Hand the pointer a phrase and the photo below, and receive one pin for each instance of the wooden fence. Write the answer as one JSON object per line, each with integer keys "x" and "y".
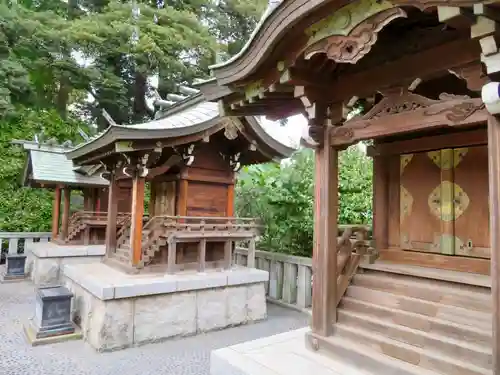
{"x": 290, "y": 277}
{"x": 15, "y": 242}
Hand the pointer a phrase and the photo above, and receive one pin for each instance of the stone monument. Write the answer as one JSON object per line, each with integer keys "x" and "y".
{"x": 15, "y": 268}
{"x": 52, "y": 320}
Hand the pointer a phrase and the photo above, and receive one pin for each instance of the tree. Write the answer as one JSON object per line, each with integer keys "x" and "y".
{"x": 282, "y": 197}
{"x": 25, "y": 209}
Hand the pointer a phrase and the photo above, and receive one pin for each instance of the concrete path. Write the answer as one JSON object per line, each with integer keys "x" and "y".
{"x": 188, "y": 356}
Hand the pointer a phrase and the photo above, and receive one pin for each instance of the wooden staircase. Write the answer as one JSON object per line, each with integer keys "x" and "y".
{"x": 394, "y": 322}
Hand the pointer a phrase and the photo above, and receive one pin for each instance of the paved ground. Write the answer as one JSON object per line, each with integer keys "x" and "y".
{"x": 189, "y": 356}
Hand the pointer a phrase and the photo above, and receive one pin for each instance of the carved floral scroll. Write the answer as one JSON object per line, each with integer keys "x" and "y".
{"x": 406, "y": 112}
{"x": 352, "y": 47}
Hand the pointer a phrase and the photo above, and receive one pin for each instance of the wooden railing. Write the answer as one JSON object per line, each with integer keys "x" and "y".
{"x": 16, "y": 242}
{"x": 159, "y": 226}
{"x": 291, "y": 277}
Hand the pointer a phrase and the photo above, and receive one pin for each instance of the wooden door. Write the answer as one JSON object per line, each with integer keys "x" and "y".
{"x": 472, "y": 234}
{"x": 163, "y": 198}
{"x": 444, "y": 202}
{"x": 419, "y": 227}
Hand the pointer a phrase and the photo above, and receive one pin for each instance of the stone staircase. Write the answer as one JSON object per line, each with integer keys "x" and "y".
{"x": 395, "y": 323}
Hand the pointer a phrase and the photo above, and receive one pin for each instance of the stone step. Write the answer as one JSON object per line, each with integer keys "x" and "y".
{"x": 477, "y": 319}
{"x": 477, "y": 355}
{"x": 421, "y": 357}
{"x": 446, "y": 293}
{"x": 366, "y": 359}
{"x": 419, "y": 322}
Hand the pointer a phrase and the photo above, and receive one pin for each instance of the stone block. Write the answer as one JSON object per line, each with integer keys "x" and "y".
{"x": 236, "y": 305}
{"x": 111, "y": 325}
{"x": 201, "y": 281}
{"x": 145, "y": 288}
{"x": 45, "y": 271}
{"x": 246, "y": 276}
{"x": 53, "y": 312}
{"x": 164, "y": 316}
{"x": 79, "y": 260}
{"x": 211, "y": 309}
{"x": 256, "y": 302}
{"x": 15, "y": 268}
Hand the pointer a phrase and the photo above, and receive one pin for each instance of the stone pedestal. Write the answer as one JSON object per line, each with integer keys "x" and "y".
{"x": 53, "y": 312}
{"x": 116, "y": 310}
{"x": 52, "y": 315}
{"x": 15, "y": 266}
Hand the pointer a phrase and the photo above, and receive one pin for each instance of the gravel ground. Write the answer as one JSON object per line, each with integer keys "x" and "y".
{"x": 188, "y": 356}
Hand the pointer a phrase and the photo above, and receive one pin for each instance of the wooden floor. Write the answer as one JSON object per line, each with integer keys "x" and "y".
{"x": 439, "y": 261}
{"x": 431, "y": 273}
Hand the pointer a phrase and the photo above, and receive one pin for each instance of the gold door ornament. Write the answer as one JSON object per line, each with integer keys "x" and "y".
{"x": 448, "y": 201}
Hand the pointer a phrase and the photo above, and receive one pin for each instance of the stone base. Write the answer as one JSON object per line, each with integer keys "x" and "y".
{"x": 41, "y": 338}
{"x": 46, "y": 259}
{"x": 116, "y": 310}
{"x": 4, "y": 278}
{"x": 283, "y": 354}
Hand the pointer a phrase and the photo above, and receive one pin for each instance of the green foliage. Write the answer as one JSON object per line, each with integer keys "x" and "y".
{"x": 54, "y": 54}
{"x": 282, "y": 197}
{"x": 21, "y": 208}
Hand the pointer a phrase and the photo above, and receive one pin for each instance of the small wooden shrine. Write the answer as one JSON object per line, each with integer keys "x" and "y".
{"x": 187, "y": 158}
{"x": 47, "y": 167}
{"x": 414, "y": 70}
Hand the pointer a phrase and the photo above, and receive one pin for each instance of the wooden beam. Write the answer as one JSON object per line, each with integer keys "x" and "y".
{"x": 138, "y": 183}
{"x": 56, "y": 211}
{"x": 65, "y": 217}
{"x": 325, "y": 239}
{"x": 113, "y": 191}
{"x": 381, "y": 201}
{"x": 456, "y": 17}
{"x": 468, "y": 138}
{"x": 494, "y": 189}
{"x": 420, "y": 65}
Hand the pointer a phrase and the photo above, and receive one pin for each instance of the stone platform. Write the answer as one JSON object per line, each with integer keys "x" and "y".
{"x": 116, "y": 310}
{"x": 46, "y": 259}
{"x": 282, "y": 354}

|---|

Stated goal:
Revise all of the items above so that "receive one pin" becomes "get one point" and nothing else changes. Leave the pictures out of your answer.

Response below:
Hand the pointer a phrase and the photo below, and get one point for each instance of the wooden fence. Write the answer as one JSON object per line, each with integer keys "x" and "y".
{"x": 290, "y": 277}
{"x": 15, "y": 242}
Hand the pointer a phrase and the photo above, and get one point for each instance of the stone monument. Write the answer as one JSON object per line, each with integer keys "x" and "y".
{"x": 15, "y": 268}
{"x": 52, "y": 320}
Hand the pointer a phrase and the photo above, and get one point for each instance of the tree. Write the answer as one JSON object per line, each with integer keys "x" and "y".
{"x": 282, "y": 197}
{"x": 25, "y": 209}
Hand the pointer a phrase and the photo above, and get one point for each instance of the concrete path. Write the answer as one JSON object per line, each with integer keys "x" and "y".
{"x": 188, "y": 356}
Hand the pointer a phrase and the photo above, and get one point for each instance of the wooden staircase. Write the answer as one JSON object per line, each with integer keys "x" and "y".
{"x": 394, "y": 322}
Hand the pointer a phrase and the photo above, and get one point for each instance of the paved ground. Write the answer as one JSON object per line, each with integer keys "x" and "y".
{"x": 189, "y": 356}
Hand the pointer a phrase and the photo above, and get one point for each instance of the carved floral scroll. Write the answer as one JSON object per line, each with integer keys "x" and "y".
{"x": 406, "y": 112}
{"x": 352, "y": 47}
Hand the pointer a phrase and the photo above, and get one point for each instance of the wooden railing. Write the answer as one JSON object per line, each with integer keys "x" and "y".
{"x": 16, "y": 242}
{"x": 159, "y": 226}
{"x": 291, "y": 277}
Hand the pointer a phrase and the photo above, and get one point for each instance of the wooden door. Write the answer as one JSON object per line, each with integer keys "x" and "y".
{"x": 472, "y": 234}
{"x": 163, "y": 198}
{"x": 444, "y": 202}
{"x": 419, "y": 227}
Hand the pointer a phrase and the photo above, and get one point for each instance of the stone staircase. Write the answer as one JSON object per line, each with integer keys "x" and "y".
{"x": 395, "y": 323}
Hand the pointer a phrase and the photo above, and get one point for each instance of the stone step. Write the answer as one JSON object per line, each with integer keys "x" and "y".
{"x": 477, "y": 319}
{"x": 477, "y": 355}
{"x": 421, "y": 357}
{"x": 446, "y": 293}
{"x": 366, "y": 359}
{"x": 419, "y": 322}
Hand the pointer a phrase and the photo above, and get one point for each instance of the stone block. Write the answer as one JSON object per line, each with integer keys "x" and "y".
{"x": 236, "y": 305}
{"x": 111, "y": 325}
{"x": 201, "y": 281}
{"x": 145, "y": 288}
{"x": 45, "y": 271}
{"x": 246, "y": 276}
{"x": 53, "y": 312}
{"x": 164, "y": 316}
{"x": 79, "y": 260}
{"x": 211, "y": 309}
{"x": 256, "y": 302}
{"x": 15, "y": 268}
Hand the pointer a phrase and the photo above, and get one point for each instance of the stone pedestal. Write the answer as one JSON object per line, each with integer keys "x" and "y".
{"x": 53, "y": 312}
{"x": 116, "y": 310}
{"x": 52, "y": 315}
{"x": 15, "y": 266}
Hand the pointer a phrase and the photo above, and get one point for each instance of the gravel ground. Write the answer as one JSON object per line, each with integer keys "x" and "y".
{"x": 188, "y": 356}
Hand the pointer a phrase and the photo above, and get one point for each instance of the wooden floor. Write the answer as one JSON object per line, each with integer keys "x" and "y".
{"x": 439, "y": 261}
{"x": 431, "y": 273}
Hand the pointer a phrase and the photo above, and get one point for each instance of the gold door ornament. Write the answer as one JSON object per line, each with integer keys "x" and "y".
{"x": 448, "y": 201}
Hand the pointer a phrase and the photo above, and get one point for each instance of the stone base. Write the answer as one JSON object per line, each with integer keys "x" and "y".
{"x": 41, "y": 338}
{"x": 46, "y": 259}
{"x": 116, "y": 310}
{"x": 4, "y": 278}
{"x": 283, "y": 354}
Hand the pointer a phrase and the photo above, and get one point for each instance of the green foliage. Write the answer as one JSON object per line, each with integer keys "x" and "y".
{"x": 54, "y": 54}
{"x": 282, "y": 197}
{"x": 21, "y": 208}
Hand the pointer a phrase and the photo above, and get one point for each instance of the small wooden shrine. Write the answer as one JSON object per line, each with integer keys "x" and "y".
{"x": 187, "y": 158}
{"x": 47, "y": 167}
{"x": 414, "y": 70}
Hand the pointer a phrase and the photo above, and get one point for each instance of the wooden beam. Write the answer as one JSON object per line, each with integer keys "x" and "y".
{"x": 138, "y": 183}
{"x": 56, "y": 211}
{"x": 65, "y": 217}
{"x": 325, "y": 239}
{"x": 113, "y": 191}
{"x": 381, "y": 201}
{"x": 456, "y": 17}
{"x": 468, "y": 138}
{"x": 494, "y": 189}
{"x": 420, "y": 65}
Hand the pointer a phrase and the photo above, and get one point for each instance of the stone platform. Write the answer as one JSON object per line, each with integer keys "x" and "y".
{"x": 116, "y": 310}
{"x": 46, "y": 259}
{"x": 282, "y": 354}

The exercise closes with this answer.